> What to do
A) Translate this sentence from the film review into French: "But it's even more to Godard's credit that he didn't languish in the isolation of such rarefied filmmaking."
B) Print the film review word for word from "Another new arrival" up to and including "than merely observing.".

> Given passage
-- START --
It is to Godard's credit that he spent several years making films rather like this one -- devoted entirely to ideas, lacking any hint of commercial motivation. But it's even more to Godard's credit that he didn't languish in the isolation of such rarefied filmmaking. In his latest feature, ''Every Man for Himself,'' he combined intellect and ingenuity with communication and sheer entertainment. In this context, a militant fable like ''Comment ca va'' seems a relic from a laudable but limited past.
Its first-run engagement continues through next Tuesday at the James Agee Room of the Bleecker Street Cinema in New York as part of a welcome Godard retrospective including such classics as ''Breathless'' and ''Masculin/Feminin, '' as well as the rarely seen ''Ici et Ailleurs,'' a 1974 look at the relationship between filmmaking and the Palestinian problem. In organizing the series, the nonprofit Center for Public Cinema has earned hearty thanks for helping to keep the ever-provocative Godard before the eyes and ears of New York - and, given the influence of New York on film distribution patterns, the rest of the United States, as well.
Another new arrival combining journalism and politics is a West German drama called ''Circle of Deceit,'' directed by Volker Schlondorff. The popular actor Bruno Ganz plays a German newsman who travels to Lebanon to cover the civil war there -- partly from journalistic ambition and partly to escape difficulties in his own life.
The movie tilts between the strife in Lebanon and the reporter's personal problems, including a troubled marriage and a love affair that lead to a couple of unnecessarily explicit love scenes. The thrust of the film is on the complex interplay between objective and subjective, between the newsman's wish to report the ''facts'' and his difficulty in sorting these out from his own perceptions. It also explores his ambivalence about ''getting involved'' rather than merely observing.
-- END --
> Entries provided
-- START --
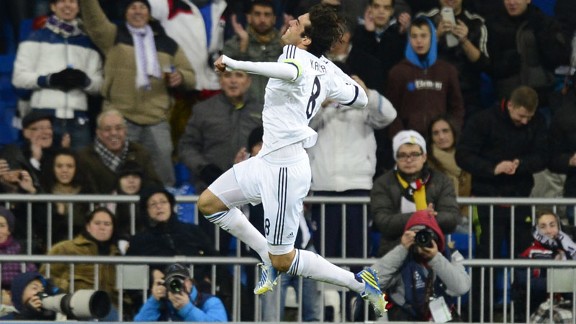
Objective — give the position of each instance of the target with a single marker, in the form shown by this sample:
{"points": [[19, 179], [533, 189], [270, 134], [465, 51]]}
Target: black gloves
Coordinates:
{"points": [[210, 173], [68, 79]]}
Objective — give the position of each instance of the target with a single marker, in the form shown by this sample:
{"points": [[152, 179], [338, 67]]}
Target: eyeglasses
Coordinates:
{"points": [[111, 128], [406, 156], [40, 128], [155, 204], [98, 223]]}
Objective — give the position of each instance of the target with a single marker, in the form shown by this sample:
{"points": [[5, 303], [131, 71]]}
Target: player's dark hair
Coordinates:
{"points": [[261, 3], [326, 27]]}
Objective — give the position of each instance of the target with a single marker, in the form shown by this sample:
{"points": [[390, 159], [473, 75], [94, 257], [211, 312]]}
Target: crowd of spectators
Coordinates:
{"points": [[472, 107]]}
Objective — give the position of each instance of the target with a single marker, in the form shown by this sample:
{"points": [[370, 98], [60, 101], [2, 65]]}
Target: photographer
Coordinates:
{"points": [[25, 291], [422, 274], [175, 298]]}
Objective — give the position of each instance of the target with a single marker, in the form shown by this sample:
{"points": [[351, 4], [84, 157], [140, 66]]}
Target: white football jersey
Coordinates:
{"points": [[290, 105]]}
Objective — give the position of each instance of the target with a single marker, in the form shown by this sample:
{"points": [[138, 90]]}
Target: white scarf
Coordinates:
{"points": [[146, 56], [562, 241]]}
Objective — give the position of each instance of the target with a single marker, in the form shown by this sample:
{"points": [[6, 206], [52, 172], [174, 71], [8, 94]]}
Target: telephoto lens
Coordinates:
{"points": [[83, 304], [423, 238]]}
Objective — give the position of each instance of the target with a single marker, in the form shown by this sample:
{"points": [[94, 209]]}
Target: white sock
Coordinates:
{"points": [[311, 265], [235, 222]]}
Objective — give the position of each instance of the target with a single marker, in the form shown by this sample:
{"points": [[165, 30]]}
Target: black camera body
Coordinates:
{"points": [[424, 238], [174, 284]]}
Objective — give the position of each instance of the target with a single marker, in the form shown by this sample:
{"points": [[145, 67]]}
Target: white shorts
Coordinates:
{"points": [[280, 181]]}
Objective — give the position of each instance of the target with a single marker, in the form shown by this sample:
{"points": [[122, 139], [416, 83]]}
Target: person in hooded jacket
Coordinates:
{"points": [[179, 302], [25, 290], [422, 86], [420, 272], [165, 235], [551, 242], [98, 239]]}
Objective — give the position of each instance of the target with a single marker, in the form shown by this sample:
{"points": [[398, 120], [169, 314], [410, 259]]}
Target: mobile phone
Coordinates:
{"points": [[448, 15]]}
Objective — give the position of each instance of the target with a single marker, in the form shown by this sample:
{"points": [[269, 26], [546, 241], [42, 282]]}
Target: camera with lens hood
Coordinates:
{"points": [[174, 284], [176, 276], [424, 238], [84, 304]]}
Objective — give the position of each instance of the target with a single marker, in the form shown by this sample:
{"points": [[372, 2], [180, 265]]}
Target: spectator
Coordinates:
{"points": [[469, 55], [176, 298], [357, 62], [410, 187], [25, 290], [563, 152], [343, 164], [9, 245], [130, 176], [525, 47], [218, 128], [421, 86], [15, 12], [259, 42], [421, 271], [165, 235], [98, 239], [37, 147], [199, 34], [60, 65], [442, 139], [142, 66], [64, 176], [550, 243], [502, 148], [382, 36], [111, 150], [15, 181]]}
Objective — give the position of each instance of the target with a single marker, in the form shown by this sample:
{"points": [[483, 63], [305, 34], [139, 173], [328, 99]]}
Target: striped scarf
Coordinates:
{"points": [[146, 56], [414, 196], [111, 160]]}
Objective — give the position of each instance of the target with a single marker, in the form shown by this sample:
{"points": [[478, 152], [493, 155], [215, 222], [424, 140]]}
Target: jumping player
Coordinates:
{"points": [[279, 176]]}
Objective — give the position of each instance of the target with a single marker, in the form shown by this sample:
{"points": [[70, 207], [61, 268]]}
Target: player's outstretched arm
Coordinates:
{"points": [[283, 71]]}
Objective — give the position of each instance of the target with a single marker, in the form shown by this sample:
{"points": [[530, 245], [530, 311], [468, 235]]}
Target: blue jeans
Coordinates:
{"points": [[78, 128], [158, 140]]}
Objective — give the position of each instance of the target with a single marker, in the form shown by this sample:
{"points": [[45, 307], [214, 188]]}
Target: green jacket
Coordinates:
{"points": [[83, 273]]}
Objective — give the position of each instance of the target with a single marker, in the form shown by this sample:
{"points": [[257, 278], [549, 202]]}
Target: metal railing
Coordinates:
{"points": [[505, 267]]}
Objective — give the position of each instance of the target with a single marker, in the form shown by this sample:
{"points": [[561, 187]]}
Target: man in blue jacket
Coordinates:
{"points": [[175, 298]]}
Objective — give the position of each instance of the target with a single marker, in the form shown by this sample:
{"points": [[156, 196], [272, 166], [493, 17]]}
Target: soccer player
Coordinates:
{"points": [[279, 176]]}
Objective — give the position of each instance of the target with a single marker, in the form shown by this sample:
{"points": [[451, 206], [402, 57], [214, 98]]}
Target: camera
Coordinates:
{"points": [[424, 238], [176, 275], [174, 284], [82, 304]]}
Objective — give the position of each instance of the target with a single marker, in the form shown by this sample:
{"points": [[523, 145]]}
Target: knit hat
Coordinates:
{"points": [[19, 284], [34, 116], [422, 219], [7, 214], [177, 270], [407, 137], [128, 3]]}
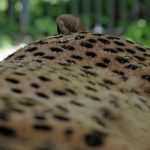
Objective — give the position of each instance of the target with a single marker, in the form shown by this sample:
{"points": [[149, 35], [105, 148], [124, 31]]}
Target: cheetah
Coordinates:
{"points": [[76, 91]]}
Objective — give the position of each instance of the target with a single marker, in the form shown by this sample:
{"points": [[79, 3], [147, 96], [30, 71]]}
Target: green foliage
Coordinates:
{"points": [[42, 21], [139, 31]]}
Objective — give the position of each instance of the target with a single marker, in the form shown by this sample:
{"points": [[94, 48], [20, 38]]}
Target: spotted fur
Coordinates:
{"points": [[81, 91]]}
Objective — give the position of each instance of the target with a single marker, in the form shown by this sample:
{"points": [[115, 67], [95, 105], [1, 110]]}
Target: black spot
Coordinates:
{"points": [[92, 40], [101, 65], [97, 34], [111, 50], [42, 78], [141, 49], [49, 57], [130, 51], [106, 61], [38, 54], [122, 60], [31, 49], [79, 37], [20, 57], [106, 81], [11, 80], [118, 72], [70, 91], [63, 78], [18, 91], [42, 127], [59, 93], [140, 58], [6, 131], [37, 60], [41, 42], [17, 110], [113, 38], [146, 55], [86, 44], [19, 73], [95, 138], [28, 103], [119, 49], [56, 49], [4, 115], [119, 43], [87, 67], [93, 97], [35, 85], [88, 72], [129, 41], [76, 57], [71, 61], [62, 108], [99, 121], [42, 95], [146, 77], [107, 114], [132, 67], [67, 47], [68, 132], [90, 54], [124, 78], [76, 103], [104, 41], [90, 88], [61, 118], [40, 117]]}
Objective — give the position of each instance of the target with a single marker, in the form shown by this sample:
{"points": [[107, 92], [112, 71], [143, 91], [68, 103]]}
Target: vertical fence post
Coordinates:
{"points": [[86, 12], [111, 13], [24, 17], [74, 7]]}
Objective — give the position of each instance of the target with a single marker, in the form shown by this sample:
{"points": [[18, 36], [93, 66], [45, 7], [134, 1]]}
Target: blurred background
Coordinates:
{"points": [[23, 21]]}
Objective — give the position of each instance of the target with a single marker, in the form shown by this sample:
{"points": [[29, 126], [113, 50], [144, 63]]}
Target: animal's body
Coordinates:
{"points": [[81, 91]]}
-- END --
> Task responses
A) Mais Godard a encore plus de mérite à ne pas s'être morfondu dans l'isolement d'un cinéma aussi raréfié.

B)
Another new arrival combining journalism and politics is a West German drama called ''Circle of Deceit,'' directed by Volker Schlondorff. The popular actor Bruno Ganz plays a German newsman who travels to Lebanon to cover the civil war there -- partly from journalistic ambition and partly to escape difficulties in his own life.
The movie tilts between the strife in Lebanon and the reporter's personal problems, including a troubled marriage and a love affair that lead to a couple of unnecessarily explicit love scenes. The thrust of the film is on the complex interplay between objective and subjective, between the newsman's wish to report the ''facts'' and his difficulty in sorting these out from his own perceptions. It also explores his ambivalence about ''getting involved'' rather than merely observing.